>> Start DOCUMENT SECTION

However, in other embodiments of the invention the directions
front-back F-B, left-right L-R and top-bottom T-B could be any set
of arbitrary directions forming an orthogonal basis.
Furthermore, when the term "essentially" is used in a comparison
between directions, it means that there is a tolerance of plus or
minus 15.degree. in particular for comparing the previous
directions attached to the motor vehicle with movement directions
of elements of the door opening system that will be described
below. Preferably, the tolerance is plus or minus 10.degree., in
particular for the tolerance between two movement directions of the
elements of the door opening system that will be described below.
For instance, the expression "two essentially parallel directions"
means that the angle between the two directions is equal to zero
with a tolerance of plus or minus 15.degree., that is to say that
the angle is in the interval from -15.degree. to 15.degree..
Referring to FIGS. 1 to 3, a door opening system 100 for a motor
vehicle (not depicted) will now be described.
The door opening system 100 first comprises a latch 102 intended,
when engaged in a body 104 of the motor vehicle to maintain a door
(not depicted) of the motor vehicle closed with respect to the body
104, and, when disengaged from the body 104, to allow opening of
the door. In the described example, the door is a left door of the
vehicle.
The door opening system 100 further comprises a vehicle latch
activation system 106 intended to activate the latch 102 in order
to move the latch 102 from its engaged position to its disengaged
position.
The vehicle latch activation system 106 first comprises a bracket
108 attached to the door.
The vehicle latch activation system 106 further comprises an
activation element 110 intended to move with respect to the bracket
108 from an initial position to a final position in order to
activate the latch 102. In the described example, the activation
element 110 is intended to rotate around an activation axis 112
extending essentially along the front-back direction F-B of the
motor vehicle.
The activation element 110 first comprises a cylindrical body 114
extending around the activation axis 112.
The activation element 110 further comprises a latch activation
lever 116 projecting radially in the upward direction from a front
end of the cylindrical body 114.
The activation element 110 further comprises a circumferential
housing 118 located at a back end of the cylindrical body 114 and
delimiting, with the cylindrical body 114, a circumferential recess
120.
The activation element 110 further comprises, in the
circumferential recess 120, a pile of stops 122, 124 shifted one
with respect to the other in a stairway shape. In the described
example, the pile of stops comprises two stops only, a base stop
122 located near the activation axis 112 and a top stop 124 located
away from the activation axis 112, the base stop 122 projecting
circumferentially from the top stop 124.

>> End DOCUMENT SECTION
>> Start DATA LISTING

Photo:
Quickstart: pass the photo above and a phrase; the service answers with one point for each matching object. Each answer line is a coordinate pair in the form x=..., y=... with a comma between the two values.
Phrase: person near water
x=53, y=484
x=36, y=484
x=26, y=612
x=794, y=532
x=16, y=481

>> End DATA LISTING
>> Start DATA LISTING

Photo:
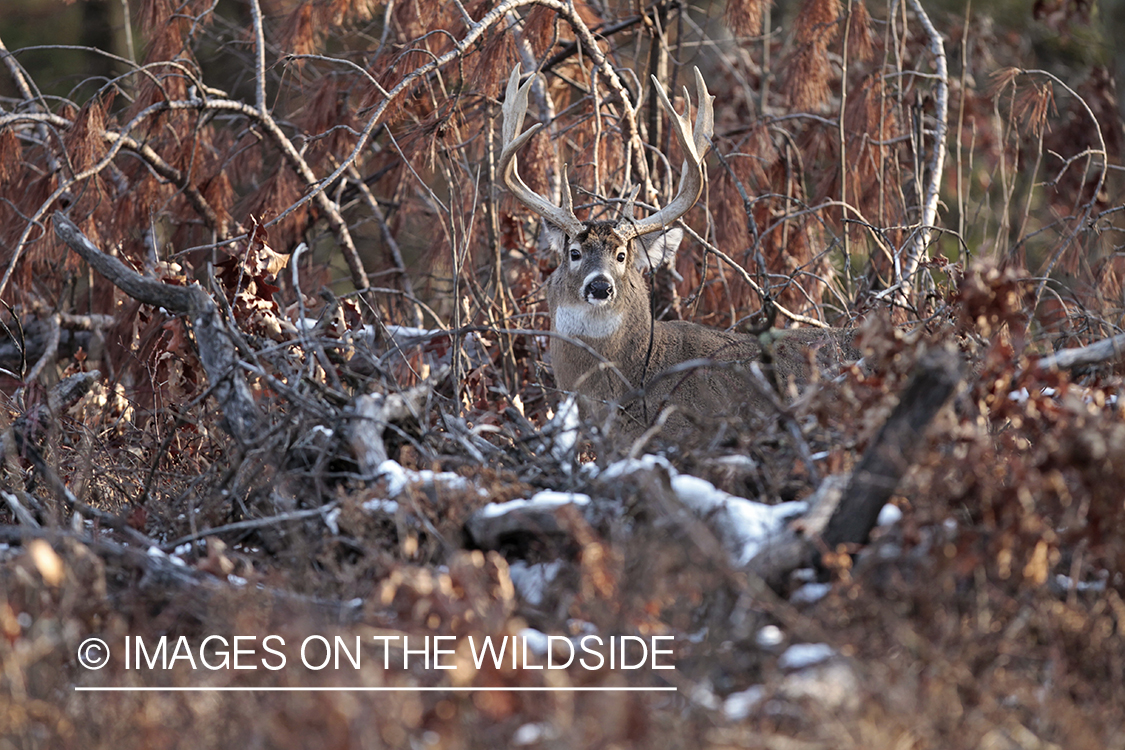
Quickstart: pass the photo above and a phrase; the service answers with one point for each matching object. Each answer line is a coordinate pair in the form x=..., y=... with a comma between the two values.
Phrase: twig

>> End DATA LISTING

▶ **SHORT EXERCISE 1**
According to the door opening system description, why is the activation element 110 made to move from its initial position to its final position? Answer in one to three sentences.
▶ **SHORT EXERCISE 2**
Write the next part of the door opening system description, starting after its final sentence.
The rows have no connection to the description of the door opening system.

▶ **TASK ANSWER 1**
The activation element 110 moves from its initial to its final position in order to activate the latch 102, which moves the latch from its engaged position to its disengaged position. Once the latch is disengaged from the body 104, the door can be opened.

▶ **TASK ANSWER 2**
The vehicle latch activation system 106 further comprises a Bowden
cable 126 connecting the latch activation lever 116 to the latch
102. In this manner, movement of the activation element 110 from
its initial position to its final position pulls the Bowden cable
126 which in turn disengages the latch 102.
The vehicle latch activation system 106 further comprises a handle
128 located left from the activation element 110 and intended to be
manipulated by a user in order to move the activation element 110
from its initial position to its final position.
In the described example, the handle 128 is what is called a flap
handle. The handle 128 comprises a back end engaged in a pin 130 of
the bracket 108, so that the handle 128 is able to rotate with
respect to the bracket 108 around a handle axis 132 extending
essentially along the top-bottom direction T-B of the motor
vehicle.
The handle 128 further comprises a front end provided with a hooked
arm 134 going round the latch activation lever 116 so as to push
the latch activation lever 116 when a user makes the handle 128
rotate around the handle axis 132 towards the left, i.e. away from
the motor vehicle.
As it may be appreciated, a collision 136 on the bracket 108 along
a left-to-right direction may cause the activation element 110 to
move from its initial position to its final position. In fact, the
collision 136 pushes the bracket 108 towards the right. As a
reaction, because of their inertia, the handle 128 and the
activation element 110 tend to move with respect to the bracket
towards the left, which tends to make the activation element 110
rotate around the activation axis 112 towards its final position,
so that the latch 102 is at risk of being disengaged and the door
opened during the collision 136.
In order to prevent opening of the door during the collision 136,
the vehicle latch activation system 106 further comprises a
counterweight 138 and an inertia mass system for blocking the
activation element 110.
The counterweight 138 is intended to counterbalance the movement of
the activation element 110 from its initial position to its final
position if the collision 136 occurs. In order to achieve this
objective, the counterweight 138 is positioned under the activation
axis 112, while most of the mass of the activation element 110 is
located above the activation axis 112, in particular the latch
activation lever 116, the circumferential housing 118 and the stops
122, 124. Furthermore, the activation element 110 is intended to
push the counterweight 138 when moving towards its final
position.
In the described example, the counterweight 138 is freewheeling
around the activation axis 112. In this manner, in case of a
collision on the bracket 108 in the right to left direction, that
is to say opposite of the collision 136, the counterweight 138 is
uncoupled from the activation element 110, so that the
counterweight 138 does not drag along the activation element 110
towards its final position. As an alternative, the counterweight
138 could be attached to the activation element 110.
The inertia mass system comprises a blocking element 140 intended
to move with respect to the bracket 108, as a result of the
collision 136, from a disengaged position to a blocking position by
passing by one or several successive intermediate blocking
positions. These positions will be described in greater detail with
reference to FIG. 4.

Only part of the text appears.